-- START OF DOCUMENT SEGMENT --

Six principles are applicable to the processing of personal data. Evgeni Moyakine discusses them here.
Gavel
© University of Groningen
One might be curious to know how the processing of personal data should take place and whether there are certain fundamental principles applicable to it. Let’s discuss them here and while you go through them, think about the data processing you are involved in and answer for yourself a question whether these principles are applicable.
Six data protection principles form the basis of the processing of personal data and are of crucial importance. This processing must be based on these principles that can be found in Article 5(1) GDPR.
The first principle concerns lawfulness, fairness and transparency. It requires that personal data are processed in a lawful, fair and transparent manner in relation to data subjects. Transparency implies that any information and communication concerning the processing of personal data must be easily accessible and easy to understand. Also, clear and plain language needs to be used in this regard. More specifically, this principle ensures data subject receive information on the identity of controllers and purposes of the processing of personal data.
The second principle is that of purpose limitation. It means that personal data are to be collected only for specified, explicit and legitimate purposes and it is not allowed to process them further in a way that is not compatible with those purposes. One should bear in mind, however, that further processing for the purposes of the public interest, scientific or historical research or statistical purposes is not considered as incompatible with the initial purposes and is therefore allowed.

-- END OF DOCUMENT SEGMENT --

- [STATED GOAL A]: Copy the passage on data protection principles from "The first principle" up to and including "of the processing of personal data.".
- [STATED GOAL B]: In the passage on data protection principles, which three things does the first principle concern?
Rely on nothing but the passage on data protection principles.

-- START OF EXTRACTED DATA --

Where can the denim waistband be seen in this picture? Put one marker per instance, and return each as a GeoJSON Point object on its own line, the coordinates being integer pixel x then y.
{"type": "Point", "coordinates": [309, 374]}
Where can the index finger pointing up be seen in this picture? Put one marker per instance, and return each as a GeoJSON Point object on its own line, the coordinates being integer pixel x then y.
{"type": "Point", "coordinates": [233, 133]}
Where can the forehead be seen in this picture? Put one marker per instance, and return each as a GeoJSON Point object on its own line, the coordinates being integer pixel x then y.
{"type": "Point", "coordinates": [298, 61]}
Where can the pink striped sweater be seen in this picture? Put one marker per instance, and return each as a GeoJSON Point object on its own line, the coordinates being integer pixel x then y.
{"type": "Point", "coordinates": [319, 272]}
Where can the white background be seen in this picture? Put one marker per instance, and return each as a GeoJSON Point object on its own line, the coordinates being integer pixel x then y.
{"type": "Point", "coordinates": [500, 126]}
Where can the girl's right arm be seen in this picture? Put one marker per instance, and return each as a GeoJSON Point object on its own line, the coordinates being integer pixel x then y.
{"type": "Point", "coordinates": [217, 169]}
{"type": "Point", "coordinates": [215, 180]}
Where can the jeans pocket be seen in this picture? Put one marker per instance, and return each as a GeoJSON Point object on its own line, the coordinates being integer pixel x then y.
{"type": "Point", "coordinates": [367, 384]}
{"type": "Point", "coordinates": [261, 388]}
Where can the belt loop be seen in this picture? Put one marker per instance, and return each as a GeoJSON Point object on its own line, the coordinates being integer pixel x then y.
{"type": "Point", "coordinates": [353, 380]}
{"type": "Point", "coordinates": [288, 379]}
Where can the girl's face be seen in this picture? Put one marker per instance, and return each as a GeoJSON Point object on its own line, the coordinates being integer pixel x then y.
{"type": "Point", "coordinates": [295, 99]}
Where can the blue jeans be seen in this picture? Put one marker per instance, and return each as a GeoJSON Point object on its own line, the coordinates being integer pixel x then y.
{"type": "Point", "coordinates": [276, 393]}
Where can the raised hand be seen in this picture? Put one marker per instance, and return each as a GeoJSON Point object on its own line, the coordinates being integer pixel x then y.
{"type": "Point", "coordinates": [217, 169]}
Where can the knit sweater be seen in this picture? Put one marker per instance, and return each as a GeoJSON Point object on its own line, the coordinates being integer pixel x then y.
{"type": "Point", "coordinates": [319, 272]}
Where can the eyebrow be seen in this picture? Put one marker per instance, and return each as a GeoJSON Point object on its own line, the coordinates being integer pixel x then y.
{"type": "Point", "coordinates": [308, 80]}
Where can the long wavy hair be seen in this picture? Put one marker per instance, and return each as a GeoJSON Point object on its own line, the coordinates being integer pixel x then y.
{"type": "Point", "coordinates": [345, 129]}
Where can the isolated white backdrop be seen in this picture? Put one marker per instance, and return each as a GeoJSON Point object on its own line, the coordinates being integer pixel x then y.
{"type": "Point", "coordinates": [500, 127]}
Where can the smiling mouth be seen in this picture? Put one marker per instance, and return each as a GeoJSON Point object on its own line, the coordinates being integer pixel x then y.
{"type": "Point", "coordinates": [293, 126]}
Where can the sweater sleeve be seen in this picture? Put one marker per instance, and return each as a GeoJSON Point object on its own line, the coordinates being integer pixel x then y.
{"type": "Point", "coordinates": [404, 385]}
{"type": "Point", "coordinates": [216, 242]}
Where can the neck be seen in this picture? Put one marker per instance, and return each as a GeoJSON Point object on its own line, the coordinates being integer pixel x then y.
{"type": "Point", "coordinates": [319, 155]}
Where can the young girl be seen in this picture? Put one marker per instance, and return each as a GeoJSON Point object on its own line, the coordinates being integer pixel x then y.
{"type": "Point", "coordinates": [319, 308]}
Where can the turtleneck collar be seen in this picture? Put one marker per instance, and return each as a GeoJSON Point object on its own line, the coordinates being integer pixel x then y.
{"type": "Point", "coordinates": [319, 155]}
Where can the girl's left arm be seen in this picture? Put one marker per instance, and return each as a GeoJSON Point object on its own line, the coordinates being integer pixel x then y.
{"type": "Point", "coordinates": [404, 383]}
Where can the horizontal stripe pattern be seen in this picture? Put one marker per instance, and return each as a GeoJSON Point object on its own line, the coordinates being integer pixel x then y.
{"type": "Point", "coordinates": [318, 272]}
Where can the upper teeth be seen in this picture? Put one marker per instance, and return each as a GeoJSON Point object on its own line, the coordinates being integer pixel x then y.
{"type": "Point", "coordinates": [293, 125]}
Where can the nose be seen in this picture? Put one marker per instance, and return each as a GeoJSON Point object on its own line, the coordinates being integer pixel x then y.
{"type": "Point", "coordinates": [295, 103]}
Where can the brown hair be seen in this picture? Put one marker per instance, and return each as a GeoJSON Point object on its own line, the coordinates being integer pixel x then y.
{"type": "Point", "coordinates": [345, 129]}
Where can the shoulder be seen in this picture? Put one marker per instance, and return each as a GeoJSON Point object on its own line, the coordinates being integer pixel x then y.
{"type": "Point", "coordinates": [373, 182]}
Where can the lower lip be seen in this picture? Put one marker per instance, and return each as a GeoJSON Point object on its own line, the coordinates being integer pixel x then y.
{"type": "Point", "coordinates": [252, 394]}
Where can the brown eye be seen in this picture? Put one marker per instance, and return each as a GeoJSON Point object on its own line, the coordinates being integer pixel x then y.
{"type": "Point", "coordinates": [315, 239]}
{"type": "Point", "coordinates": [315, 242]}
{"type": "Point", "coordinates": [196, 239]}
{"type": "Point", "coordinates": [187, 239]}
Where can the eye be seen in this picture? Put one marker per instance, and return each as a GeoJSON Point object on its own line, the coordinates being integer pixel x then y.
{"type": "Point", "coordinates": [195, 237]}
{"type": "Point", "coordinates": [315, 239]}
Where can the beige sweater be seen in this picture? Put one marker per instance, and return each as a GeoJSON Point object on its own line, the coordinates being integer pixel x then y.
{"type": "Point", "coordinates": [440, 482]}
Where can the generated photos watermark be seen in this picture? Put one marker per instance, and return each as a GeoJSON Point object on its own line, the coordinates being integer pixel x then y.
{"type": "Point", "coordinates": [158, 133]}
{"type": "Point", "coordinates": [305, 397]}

-- END OF EXTRACTED DATA --

- [OUTPUT A]:
The first principle concerns lawfulness, fairness and transparency. It requires that personal data are processed in a lawful, fair and transparent manner in relation to data subjects. Transparency implies that any information and communication concerning the processing of personal data must be easily accessible and easy to understand. Also, clear and plain language needs to be used in this regard. More specifically, this principle ensures data subject receive information on the identity of controllers and purposes of the processing of personal data.

- [OUTPUT B]: Lawfulness, fairness and transparency.